Text provided:
######
The PT-22 reputedly tends to spin flat with a rear center of gravity (when the front seat is empty), although I did not notice such a tendency. The airplane is limited to three-turn spins, so perhaps flattening develops if the spin is held much longer. With limit load factors of plus 7.6 and minus 3.5 Gs, you can perform almost any aerobatic maneuver for which you have the skill and desire. Snap rolls, however, are the PT-22’s forte and are a joy to perform. An entry speed of 90 mph seems best, although a little less airspeed reduces entry loads. The airplane flicks around quickly and can be arrested with ease.
Gliding flight, however, is not one of the airplane’s strong points. Power off at the best glide speed of 85 mph, it comes down more steeply than one would expect from a trainer. It is best to approach with plenty of altitude or carry power during shallow approaches.
The flaps can be ratcheted down (using a handle near the floor to the left of the seat) as much as 30 degrees for landing, but I cannot imagine why anyone would do this. They reduce stall speed by only two mph (from 64 to 62 mph) and increase sink rate dramatically. They probably were intended to train pilots in the use of flaps when graduating to more advanced trainers such as the BT-13 Valiant (the “Vultee Vibrator”) and the AT-6 Texan.
Landing the PT-22 is unexpectedly easy. The trunion (knee-action) landing gear incorporates long-stroke Aerol (air-oil) oleo struts that soak up any tendency to bounce. It is difficult to make a hard landing in the Recruit. It simply squishes onto the ground during either three-point or wheel landings.
Do not, however, allow this to lead to overconfidence and complacency. The PT-22 is one of those airplanes that helped give taildraggers a bad reputation. Although the touchdown is easy, hang on. This is when the fun begins. Inattentiveness, or overcontrol of the rudder, during the ground roll can lead to a wicked ground loop, especially if you are flying alone and the CG is aft. If your feet are not busily and adroitly dancing on the pedals, then you’re probably doing it wrong. PT-22s have steerable, full-swiveling tailwheels.
As soon as I shut down the engine, John Montalvo pounced upon the airplane to clean up oil streaks and polish away any marks that I might have left on it. He took great pride in preserving the airplane’s pristine appearance.
Ryan Aeronautical entered the trainer market in 1934 with the Ryan ST (sport-trainer), progenitor of the PT-22.
######
What needs to be done: Copy the passage from the text about the PT-22 word for word, starting at "Gliding flight, however, is" and ending at "the AT-6 Texan.".

Records provided:
######
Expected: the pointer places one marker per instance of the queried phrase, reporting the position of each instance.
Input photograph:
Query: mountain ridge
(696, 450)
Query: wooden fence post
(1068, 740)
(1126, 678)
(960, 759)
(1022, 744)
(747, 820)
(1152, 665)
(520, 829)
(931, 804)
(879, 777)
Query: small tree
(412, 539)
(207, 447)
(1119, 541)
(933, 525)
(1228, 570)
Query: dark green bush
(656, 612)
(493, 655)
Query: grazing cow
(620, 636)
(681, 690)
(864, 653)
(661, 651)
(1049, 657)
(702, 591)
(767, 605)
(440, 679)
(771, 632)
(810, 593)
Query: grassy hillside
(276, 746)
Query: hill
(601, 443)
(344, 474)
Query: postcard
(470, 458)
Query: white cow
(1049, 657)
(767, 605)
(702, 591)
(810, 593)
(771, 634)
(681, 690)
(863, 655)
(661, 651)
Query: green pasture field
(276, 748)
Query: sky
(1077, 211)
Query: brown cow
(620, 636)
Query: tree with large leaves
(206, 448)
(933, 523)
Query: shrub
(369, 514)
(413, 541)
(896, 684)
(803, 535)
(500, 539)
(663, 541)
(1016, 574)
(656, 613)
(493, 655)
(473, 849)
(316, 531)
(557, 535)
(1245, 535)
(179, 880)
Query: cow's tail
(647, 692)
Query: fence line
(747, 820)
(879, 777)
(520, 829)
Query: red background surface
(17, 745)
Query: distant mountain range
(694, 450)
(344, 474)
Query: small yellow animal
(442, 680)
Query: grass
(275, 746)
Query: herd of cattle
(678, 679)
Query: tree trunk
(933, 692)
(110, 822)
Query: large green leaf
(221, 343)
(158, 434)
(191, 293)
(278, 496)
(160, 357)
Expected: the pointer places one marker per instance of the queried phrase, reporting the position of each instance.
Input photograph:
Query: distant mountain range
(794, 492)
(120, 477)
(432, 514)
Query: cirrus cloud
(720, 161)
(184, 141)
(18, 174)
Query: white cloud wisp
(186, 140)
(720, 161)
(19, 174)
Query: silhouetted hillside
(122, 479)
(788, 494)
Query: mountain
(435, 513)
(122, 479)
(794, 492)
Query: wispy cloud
######
Response box:
Gliding flight, however, is not one of the airplane’s strong points. Power off at the best glide speed of 85 mph, it comes down more steeply than one would expect from a trainer. It is best to approach with plenty of altitude or carry power during shallow approaches.
The flaps can be ratcheted down (using a handle near the floor to the left of the seat) as much as 30 degrees for landing, but I cannot imagine why anyone would do this. They reduce stall speed by only two mph (from 64 to 62 mph) and increase sink rate dramatically. They probably were intended to train pilots in the use of flaps when graduating to more advanced trainers such as the BT-13 Valiant (the “Vultee Vibrator”) and the AT-6 Texan.